━━━ Available data

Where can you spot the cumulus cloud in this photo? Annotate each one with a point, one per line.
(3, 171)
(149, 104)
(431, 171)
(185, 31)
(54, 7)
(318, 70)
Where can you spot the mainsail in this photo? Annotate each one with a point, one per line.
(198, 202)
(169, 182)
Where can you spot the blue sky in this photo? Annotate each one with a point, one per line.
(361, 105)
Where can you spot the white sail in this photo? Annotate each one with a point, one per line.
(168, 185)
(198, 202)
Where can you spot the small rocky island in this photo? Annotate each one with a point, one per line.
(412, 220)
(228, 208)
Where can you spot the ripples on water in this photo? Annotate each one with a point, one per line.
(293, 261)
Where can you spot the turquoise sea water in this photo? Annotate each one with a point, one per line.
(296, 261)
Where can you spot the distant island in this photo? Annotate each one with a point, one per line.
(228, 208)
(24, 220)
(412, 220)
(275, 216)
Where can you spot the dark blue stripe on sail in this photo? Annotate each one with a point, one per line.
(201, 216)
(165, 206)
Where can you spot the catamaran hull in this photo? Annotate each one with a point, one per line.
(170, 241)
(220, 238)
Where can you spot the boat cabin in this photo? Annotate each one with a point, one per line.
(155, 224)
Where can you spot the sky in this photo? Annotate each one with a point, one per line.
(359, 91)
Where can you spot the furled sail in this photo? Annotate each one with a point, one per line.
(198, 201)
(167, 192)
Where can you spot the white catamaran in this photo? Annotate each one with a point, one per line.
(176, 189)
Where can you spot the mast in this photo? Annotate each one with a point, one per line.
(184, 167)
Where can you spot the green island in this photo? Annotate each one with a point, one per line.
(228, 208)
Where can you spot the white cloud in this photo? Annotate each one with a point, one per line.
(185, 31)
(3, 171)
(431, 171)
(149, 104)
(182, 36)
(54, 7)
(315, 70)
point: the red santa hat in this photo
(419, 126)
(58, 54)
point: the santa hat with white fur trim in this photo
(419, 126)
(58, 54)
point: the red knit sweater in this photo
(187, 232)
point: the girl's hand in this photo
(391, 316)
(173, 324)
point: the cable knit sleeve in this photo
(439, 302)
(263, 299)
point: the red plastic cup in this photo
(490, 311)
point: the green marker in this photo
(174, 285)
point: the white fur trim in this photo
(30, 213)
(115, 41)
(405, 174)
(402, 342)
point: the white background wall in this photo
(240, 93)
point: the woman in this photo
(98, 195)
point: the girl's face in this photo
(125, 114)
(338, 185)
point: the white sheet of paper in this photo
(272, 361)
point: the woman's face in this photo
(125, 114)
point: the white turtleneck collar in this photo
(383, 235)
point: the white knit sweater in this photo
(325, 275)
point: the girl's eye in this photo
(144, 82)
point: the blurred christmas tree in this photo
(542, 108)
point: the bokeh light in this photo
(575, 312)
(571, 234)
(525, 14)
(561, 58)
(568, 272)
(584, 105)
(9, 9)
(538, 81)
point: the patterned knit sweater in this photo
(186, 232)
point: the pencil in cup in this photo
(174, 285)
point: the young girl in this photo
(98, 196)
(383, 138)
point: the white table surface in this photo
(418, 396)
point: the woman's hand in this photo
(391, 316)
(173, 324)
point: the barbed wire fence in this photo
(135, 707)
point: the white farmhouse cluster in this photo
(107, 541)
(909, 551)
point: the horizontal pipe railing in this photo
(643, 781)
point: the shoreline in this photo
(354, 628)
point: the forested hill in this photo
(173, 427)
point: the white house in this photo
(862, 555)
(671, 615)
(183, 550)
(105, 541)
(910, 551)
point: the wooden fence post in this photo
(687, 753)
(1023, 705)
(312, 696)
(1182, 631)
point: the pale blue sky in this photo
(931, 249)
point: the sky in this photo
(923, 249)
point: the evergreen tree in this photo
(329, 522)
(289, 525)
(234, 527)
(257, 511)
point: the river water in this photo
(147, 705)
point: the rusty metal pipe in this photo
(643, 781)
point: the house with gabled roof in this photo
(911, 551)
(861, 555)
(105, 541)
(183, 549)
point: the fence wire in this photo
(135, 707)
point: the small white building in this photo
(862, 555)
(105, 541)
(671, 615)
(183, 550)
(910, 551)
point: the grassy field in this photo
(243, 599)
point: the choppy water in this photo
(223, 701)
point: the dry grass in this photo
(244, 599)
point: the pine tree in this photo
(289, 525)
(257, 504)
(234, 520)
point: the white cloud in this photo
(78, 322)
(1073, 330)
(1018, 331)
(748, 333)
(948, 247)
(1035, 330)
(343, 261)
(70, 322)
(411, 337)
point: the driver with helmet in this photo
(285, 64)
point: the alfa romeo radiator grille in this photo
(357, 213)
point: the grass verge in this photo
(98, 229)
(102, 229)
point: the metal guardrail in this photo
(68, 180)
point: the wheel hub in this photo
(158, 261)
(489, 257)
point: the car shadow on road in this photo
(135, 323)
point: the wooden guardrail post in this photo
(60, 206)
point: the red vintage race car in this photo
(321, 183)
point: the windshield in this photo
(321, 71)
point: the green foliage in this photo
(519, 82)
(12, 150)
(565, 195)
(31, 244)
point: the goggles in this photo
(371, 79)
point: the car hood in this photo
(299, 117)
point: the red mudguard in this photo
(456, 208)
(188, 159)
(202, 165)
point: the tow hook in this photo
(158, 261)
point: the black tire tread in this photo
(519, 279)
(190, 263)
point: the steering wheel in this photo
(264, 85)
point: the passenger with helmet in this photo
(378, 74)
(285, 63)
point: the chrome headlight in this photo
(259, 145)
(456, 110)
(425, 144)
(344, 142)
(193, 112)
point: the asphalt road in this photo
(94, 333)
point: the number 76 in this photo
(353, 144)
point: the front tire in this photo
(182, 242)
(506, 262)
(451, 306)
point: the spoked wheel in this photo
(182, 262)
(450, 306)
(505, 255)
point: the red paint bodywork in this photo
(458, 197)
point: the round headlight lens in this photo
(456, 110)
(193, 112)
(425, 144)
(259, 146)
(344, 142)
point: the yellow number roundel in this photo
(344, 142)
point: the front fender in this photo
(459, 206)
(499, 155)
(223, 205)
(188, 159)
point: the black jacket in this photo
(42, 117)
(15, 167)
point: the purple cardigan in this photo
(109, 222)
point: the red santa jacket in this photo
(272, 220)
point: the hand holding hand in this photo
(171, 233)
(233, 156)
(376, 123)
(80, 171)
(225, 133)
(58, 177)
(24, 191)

━━━━━━

# [Exercise directions]
Every entry is to be restated word for word.

# [Exercise answer]
Where can you spot the cumulus cloud in this photo? Annotate each one with a point, one per line.
(3, 171)
(149, 104)
(431, 171)
(185, 31)
(54, 7)
(318, 70)
Where can you spot the mainsail in this photo? Annotate each one with a point, one per line.
(198, 202)
(169, 182)
Where can you spot the blue sky in this photo? Annotate each one with a point, one per line.
(361, 105)
Where can you spot the white sail in this photo? Annotate each one with a point, one per line.
(168, 185)
(198, 202)
Where can you spot the small rocky island in this photo? Annotate each one with a point, one per line.
(412, 220)
(228, 208)
Where can you spot the ripples on water in this photo? Annotate each one with a point, one per line.
(293, 261)
Where can you spot the turquoise sea water in this photo? Annotate each one with a point, one per line.
(296, 261)
Where can you spot the distant island in this photo? Annotate each one with a point, one per line.
(228, 208)
(24, 220)
(412, 220)
(275, 216)
Where can you spot the dark blue stripe on sail in this photo? Annotate each one with a point, one per line.
(201, 216)
(165, 206)
Where can you spot the catamaran hull in this photo? Annotate each one with a point, one per line.
(170, 241)
(220, 238)
Where can you spot the boat cabin in this photo? Annotate each one with a point, one per line.
(155, 224)
Where can you spot the sky in this photo? Annotate each one with a point, one per line.
(359, 91)
Where can you spot the furled sail in this photo? Annotate each one with a point, one per line.
(198, 201)
(167, 192)
Where can you spot the white catamaran in this photo? Annotate each one with a point, one per line.
(176, 189)
Where can you spot the mast in this photo? Annotate each one with a point, one per line.
(184, 167)
Where can you spot the green island in this photo? Annotate each one with a point, one per line.
(228, 208)
Where can you spot the white cloud in this photo? Annotate each one with a point, one per line.
(185, 31)
(3, 171)
(431, 171)
(149, 104)
(182, 36)
(54, 7)
(315, 70)
point: the red santa hat in this photo
(419, 126)
(58, 54)
point: the santa hat with white fur trim in this photo
(419, 126)
(58, 54)
point: the red knit sweater in this photo
(187, 232)
point: the girl's hand in this photo
(391, 316)
(173, 324)
point: the cable knit sleeve in this photo
(439, 302)
(263, 299)
point: the red plastic cup in this photo
(490, 311)
point: the green marker in this photo
(174, 285)
point: the white fur trim in this photo
(30, 213)
(115, 41)
(405, 174)
(402, 342)
point: the white background wall in this photo
(240, 93)
point: the woman in this photo
(98, 195)
point: the girl's face in this photo
(125, 114)
(338, 185)
point: the white sheet of paper in this photo
(272, 361)
point: the woman's face in this photo
(125, 114)
point: the white turtleneck collar in this photo
(383, 235)
point: the white knit sweater in this photo
(325, 275)
point: the girl's eye in this photo
(144, 82)
point: the blurred christmas tree in this photo
(542, 108)
point: the bokeh light in this photo
(575, 312)
(571, 234)
(525, 14)
(561, 58)
(568, 272)
(584, 105)
(9, 9)
(538, 81)
point: the patterned knit sweater in this photo
(186, 232)
point: the pencil in cup in this photo
(174, 285)
point: the young girl in this photo
(98, 196)
(383, 138)
point: the white table surface in this photo
(418, 396)
point: the woman's hand in this photo
(391, 316)
(173, 324)
point: the barbed wire fence in this photo
(135, 707)
point: the white farmhouse cluster in this photo
(107, 541)
(909, 551)
point: the horizontal pipe railing in this photo
(643, 781)
point: the shoreline in this photo
(354, 628)
point: the forested hill in this photo
(173, 427)
point: the white house in this photo
(862, 555)
(671, 615)
(183, 550)
(105, 541)
(910, 551)
point: the wooden fence post in this photo
(687, 753)
(1023, 705)
(312, 696)
(1182, 631)
point: the pale blue sky in this photo
(931, 249)
point: the sky in this photo
(923, 249)
point: the evergreen tree in this photo
(329, 522)
(289, 525)
(234, 527)
(257, 511)
point: the river water in this photo
(147, 705)
point: the rusty metal pipe in this photo
(643, 781)
point: the house with gabled roof in this photo
(911, 551)
(861, 555)
(105, 541)
(183, 549)
point: the fence wire in this photo
(135, 707)
point: the small white building in this photo
(862, 555)
(105, 541)
(671, 615)
(183, 550)
(910, 551)
point: the grassy field in this photo
(243, 599)
point: the choppy water in this photo
(223, 701)
point: the dry grass in this photo
(244, 599)
point: the pine tree in this photo
(289, 525)
(257, 504)
(234, 520)
point: the white cloud in this photo
(78, 322)
(1073, 330)
(1018, 331)
(748, 333)
(948, 247)
(1035, 330)
(343, 261)
(70, 322)
(411, 337)
point: the driver with helmet in this photo
(285, 64)
point: the alfa romeo radiator grille in this photo
(357, 213)
point: the grass verge in this photo
(98, 229)
(102, 229)
point: the metal guardrail in this photo
(68, 180)
point: the wheel hub in this photo
(158, 261)
(489, 257)
point: the car shadow on road in this photo
(135, 323)
point: the wooden guardrail post in this photo
(60, 206)
point: the red vintage race car in this photo
(321, 183)
point: the windshield in this photo
(321, 71)
point: the green foliage in this photo
(519, 82)
(12, 150)
(565, 195)
(31, 244)
point: the goggles in this photo
(371, 79)
point: the car hood in this photo
(299, 117)
point: the red mudguard in this photo
(456, 208)
(188, 159)
(202, 165)
point: the tow hook in this photo
(158, 261)
point: the black tire tread in this photo
(519, 279)
(190, 263)
point: the steering wheel in this photo
(264, 85)
point: the passenger with helmet in this photo
(378, 74)
(285, 63)
point: the chrome headlight in this photo
(259, 145)
(456, 110)
(425, 144)
(344, 142)
(193, 112)
point: the asphalt road in this photo
(94, 333)
point: the number 76 in this photo
(353, 144)
point: the front tire in this photo
(182, 242)
(506, 262)
(451, 306)
point: the spoked wheel in this photo
(182, 262)
(450, 306)
(505, 255)
point: the red paint bodywork in this photo
(458, 197)
point: the round headlight lens in this photo
(456, 110)
(193, 112)
(425, 144)
(259, 146)
(344, 142)
point: the yellow number roundel in this photo
(344, 142)
point: the front fender in this photo
(459, 206)
(499, 155)
(223, 205)
(188, 159)
point: the black jacket in this photo
(42, 117)
(15, 167)
point: the purple cardigan in this photo
(109, 222)
point: the red santa jacket in this photo
(272, 220)
point: the hand holding hand in this photo
(171, 233)
(233, 156)
(376, 123)
(80, 171)
(225, 133)
(58, 177)
(24, 191)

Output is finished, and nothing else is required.